**Exercise brief**
Continue the article about a Chennai lawyer building LegalGPT from where it stops.

After completing his LLM degree in IP and Technology law this year, Chennai-based Kapil Naresh went all in with another kind of LLM or large language model (a type of artificial intelligence that powers chatbots like ChatGPT, Microsoft’s Bing and Google’s Bard). The 23-year-old, who is also the founder of a legal consultancy firm, has been building an assistive tool called LegalGPT.
“Right now, LegalGPT is only as good as a first-year law student or with better prompts, a rookie lawyer like me. I want to make LegalGPT as advanced as some of the legendary lawyers like
Kapil Sibal and Abhishek Manu Singhvi,” says Naresh.
He says he first tested ChatGPT todraft an FIR and a chargesheet. Satisfied with the results, he went on to ask for the template of a power of attorney for a family property-related matter. Emboldened with the respectable draft tossed out by the chatbot, Naresh then created a scenario closer to one of his cases with a jurisdiction and pseudonyms. After some relevant tweaks in the document, it was ready. “I will apply the 80:20 rule to the LegalGPT that I am building. As lawyers we have to do 20% of the interpretative work ourselves,” says Naresh who is a descendant of T Muthuswamy Iyer, the first Indian judge of the Madras High Court in British India.
But isn’t he worried by the recent case of US lawyer Steven A. Schwartz getting into trouble after ChatGPT wrote him a brief citing non-existent cases? Naresh says he is aware of the pitfalls and wants to ensure his own bot is trained on verified legal datasets so it is “credible, efficient and productive”.
Like him, many others believe generative AI will be a gamechanger for the legal profession. A March-April paper from the Harvard Law School listed fourareas where ChatGPT is sure to cause disruption — namely legal research, document generation, legal information, and legal analysis. The paper further adds, “. . . lawyers will soon need to use these new tools if they hope to remain competitive. ”
Instances of limited adoption are already visible in India. In March,
Justice Anoop Chitkara of the Punjab and Haryana High Court used ChatGPT “to present a broader picture on bail jurisprudence” while dealing with a case involving assault and murder. This was the first reported instance of a judge seeking the services of a chatbot in India. Just a few days before that, a new version of OpenAI’s GPT-4 passed the American bar exam. In the UK, a top-tier law firm has started using a chatbot called Harvey (named after the hero of ‘Suits’) to help employees draft documents and client memos more quickly.

**The data**
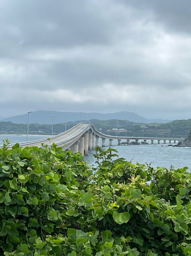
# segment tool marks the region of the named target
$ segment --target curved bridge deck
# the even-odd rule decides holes
[[[95,142],[96,145],[100,146],[100,138],[102,139],[102,146],[105,146],[106,139],[109,140],[110,146],[112,145],[114,140],[118,140],[118,145],[121,145],[122,140],[126,140],[127,144],[129,143],[130,140],[135,140],[137,142],[139,140],[144,140],[144,143],[146,142],[147,140],[149,140],[151,141],[152,144],[153,144],[154,140],[156,140],[159,144],[161,141],[162,141],[164,143],[167,141],[168,141],[169,143],[171,143],[172,141],[174,143],[176,143],[177,141],[179,142],[184,140],[183,138],[112,136],[98,131],[92,124],[85,124],[81,123],[64,132],[52,137],[19,144],[20,146],[23,147],[31,146],[40,147],[42,146],[43,143],[44,145],[48,145],[48,147],[50,148],[53,143],[55,143],[58,146],[62,147],[64,150],[71,150],[73,153],[79,152],[84,155],[87,155],[88,150],[91,150],[92,148],[94,147]],[[14,145],[15,144],[10,144],[8,145],[8,148],[12,148]],[[2,145],[0,146],[0,148],[2,147]]]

**Task result**
However, Indian firms have been careful, with only some lawyers and law school students beginning to use the AI chatbot purely in a personal capacity. Niyati Shah, a member at Nishith Desai Associates in their legal innovation and technology division, says it is still early days. “A lot of Indian legal data is protected, confidential and also very disorganised. Even some cases which come up in courts are not published in the public domain. Then there is the question of legal English. When we talk about a word like notice, it will have one meaning in a contractual sense, another meaning in the context of dispute resolution and something else in normal English,” says Shah, illustrating the challenges of building AI software for the legal industry. She says instead, the focus should be on creating generative AI tools for commonpeople to help them understand their legal rights or get advice.
Moving in this direction is Bengaluru-based non-profit Agami India. One of their initiatives is OpenNyAI to create open software and data for the use of AI in justice. Launched under this mission is Jugalbandi which uses generative AI tech to come up with WhatsApp and Telegram bots that help users understand their rights and the application process for over 50 government schemes.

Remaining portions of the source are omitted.